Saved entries
==*==
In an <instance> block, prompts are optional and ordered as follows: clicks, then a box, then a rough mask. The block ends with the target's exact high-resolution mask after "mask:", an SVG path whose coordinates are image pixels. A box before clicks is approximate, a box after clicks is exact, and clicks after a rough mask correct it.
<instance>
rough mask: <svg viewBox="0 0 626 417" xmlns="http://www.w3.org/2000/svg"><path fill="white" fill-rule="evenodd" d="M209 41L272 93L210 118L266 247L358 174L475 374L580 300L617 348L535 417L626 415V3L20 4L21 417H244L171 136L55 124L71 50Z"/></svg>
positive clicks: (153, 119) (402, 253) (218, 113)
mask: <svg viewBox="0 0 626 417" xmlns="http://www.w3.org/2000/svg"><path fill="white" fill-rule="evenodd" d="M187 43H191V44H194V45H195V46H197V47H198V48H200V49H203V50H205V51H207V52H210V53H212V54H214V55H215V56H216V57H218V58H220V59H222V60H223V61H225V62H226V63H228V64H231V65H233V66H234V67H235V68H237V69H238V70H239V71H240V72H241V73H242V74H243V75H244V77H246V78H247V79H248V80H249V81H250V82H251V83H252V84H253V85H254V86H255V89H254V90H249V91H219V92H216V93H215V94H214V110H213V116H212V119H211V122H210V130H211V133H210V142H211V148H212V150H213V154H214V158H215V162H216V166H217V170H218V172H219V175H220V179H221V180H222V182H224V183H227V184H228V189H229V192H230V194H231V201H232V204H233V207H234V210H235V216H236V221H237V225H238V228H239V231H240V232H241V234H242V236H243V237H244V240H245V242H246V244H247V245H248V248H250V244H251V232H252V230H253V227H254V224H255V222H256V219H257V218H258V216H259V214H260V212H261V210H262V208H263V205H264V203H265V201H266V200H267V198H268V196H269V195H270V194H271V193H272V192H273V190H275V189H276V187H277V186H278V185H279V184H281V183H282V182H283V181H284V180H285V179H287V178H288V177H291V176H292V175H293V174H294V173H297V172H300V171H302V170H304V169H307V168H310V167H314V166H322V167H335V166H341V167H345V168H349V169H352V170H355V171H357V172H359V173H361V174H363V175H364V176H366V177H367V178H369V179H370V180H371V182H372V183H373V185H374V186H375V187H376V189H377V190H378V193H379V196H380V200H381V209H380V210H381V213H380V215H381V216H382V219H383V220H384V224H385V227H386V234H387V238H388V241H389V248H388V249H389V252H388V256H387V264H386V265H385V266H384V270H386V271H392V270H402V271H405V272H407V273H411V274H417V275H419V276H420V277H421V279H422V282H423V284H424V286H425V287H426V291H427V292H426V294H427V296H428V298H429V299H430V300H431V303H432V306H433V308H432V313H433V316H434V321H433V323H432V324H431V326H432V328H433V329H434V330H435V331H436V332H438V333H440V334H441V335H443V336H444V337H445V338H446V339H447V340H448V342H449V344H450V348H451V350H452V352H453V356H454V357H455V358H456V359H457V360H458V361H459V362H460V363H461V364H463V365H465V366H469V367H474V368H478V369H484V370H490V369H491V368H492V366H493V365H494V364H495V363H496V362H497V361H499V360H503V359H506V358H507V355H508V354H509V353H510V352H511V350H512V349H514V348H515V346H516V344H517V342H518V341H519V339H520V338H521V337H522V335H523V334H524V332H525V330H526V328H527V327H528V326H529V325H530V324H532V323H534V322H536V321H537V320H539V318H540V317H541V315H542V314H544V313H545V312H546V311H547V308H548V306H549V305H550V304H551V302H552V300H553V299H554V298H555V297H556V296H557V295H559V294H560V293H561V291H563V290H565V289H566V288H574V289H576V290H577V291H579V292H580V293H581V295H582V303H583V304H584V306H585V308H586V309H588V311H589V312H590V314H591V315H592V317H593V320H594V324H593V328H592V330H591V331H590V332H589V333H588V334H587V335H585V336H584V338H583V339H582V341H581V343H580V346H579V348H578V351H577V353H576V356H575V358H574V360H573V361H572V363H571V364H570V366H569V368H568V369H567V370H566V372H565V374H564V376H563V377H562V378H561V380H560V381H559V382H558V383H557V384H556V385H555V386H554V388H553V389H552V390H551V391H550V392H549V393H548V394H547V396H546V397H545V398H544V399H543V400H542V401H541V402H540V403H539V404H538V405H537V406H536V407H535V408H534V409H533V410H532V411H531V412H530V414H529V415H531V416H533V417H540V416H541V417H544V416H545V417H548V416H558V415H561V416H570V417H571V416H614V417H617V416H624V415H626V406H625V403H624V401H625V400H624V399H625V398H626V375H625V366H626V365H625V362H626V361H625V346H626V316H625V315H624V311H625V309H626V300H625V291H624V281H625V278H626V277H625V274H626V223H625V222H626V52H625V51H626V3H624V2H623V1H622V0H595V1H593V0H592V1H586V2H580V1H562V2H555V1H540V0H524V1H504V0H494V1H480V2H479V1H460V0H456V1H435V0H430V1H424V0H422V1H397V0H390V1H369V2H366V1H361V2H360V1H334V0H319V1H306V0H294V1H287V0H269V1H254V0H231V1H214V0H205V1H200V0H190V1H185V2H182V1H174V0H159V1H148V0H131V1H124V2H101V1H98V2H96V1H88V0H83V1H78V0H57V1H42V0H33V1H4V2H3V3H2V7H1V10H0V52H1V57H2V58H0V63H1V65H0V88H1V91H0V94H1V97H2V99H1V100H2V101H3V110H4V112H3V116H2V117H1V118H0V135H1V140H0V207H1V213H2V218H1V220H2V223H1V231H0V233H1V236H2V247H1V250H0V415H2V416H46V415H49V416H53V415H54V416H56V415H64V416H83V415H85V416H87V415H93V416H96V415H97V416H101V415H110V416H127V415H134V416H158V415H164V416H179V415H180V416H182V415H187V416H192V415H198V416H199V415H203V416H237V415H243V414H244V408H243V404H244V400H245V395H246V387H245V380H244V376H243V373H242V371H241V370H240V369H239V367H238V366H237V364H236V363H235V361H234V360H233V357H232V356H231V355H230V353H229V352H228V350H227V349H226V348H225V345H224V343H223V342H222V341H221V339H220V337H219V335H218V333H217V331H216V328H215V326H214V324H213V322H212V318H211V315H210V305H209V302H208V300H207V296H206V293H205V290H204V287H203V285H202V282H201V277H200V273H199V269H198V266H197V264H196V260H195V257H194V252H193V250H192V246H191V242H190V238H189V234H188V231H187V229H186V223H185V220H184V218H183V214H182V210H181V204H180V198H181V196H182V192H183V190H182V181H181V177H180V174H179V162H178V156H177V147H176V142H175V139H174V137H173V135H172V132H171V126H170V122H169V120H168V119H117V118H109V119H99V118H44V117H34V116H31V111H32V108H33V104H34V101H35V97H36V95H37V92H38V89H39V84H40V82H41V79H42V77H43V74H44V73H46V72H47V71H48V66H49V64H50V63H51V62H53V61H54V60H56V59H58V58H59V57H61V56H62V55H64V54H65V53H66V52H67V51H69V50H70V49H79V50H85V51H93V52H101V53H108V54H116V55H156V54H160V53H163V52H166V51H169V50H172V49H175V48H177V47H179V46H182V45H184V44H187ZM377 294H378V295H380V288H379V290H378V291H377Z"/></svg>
==*==
Write out the records verbatim, from their first line up to and including the line that contains "positive clicks: (153, 119)".

In an <instance> block, prompts are optional and ordered as follows: clicks, then a box, then a rough mask. The block ends with the target's exact high-resolution mask after "mask:", an SVG path whose coordinates are image pixels. A box before clicks is approximate, a box after clicks is exact, and clicks after a rough mask correct it.
<instance>
rough mask: <svg viewBox="0 0 626 417" xmlns="http://www.w3.org/2000/svg"><path fill="white" fill-rule="evenodd" d="M209 41L272 93L210 118L266 247L358 174L475 374L580 300L617 348L535 417L626 415V3L20 4L21 417H244L171 136L55 124L71 50Z"/></svg>
positive clicks: (153, 119) (402, 253) (218, 113)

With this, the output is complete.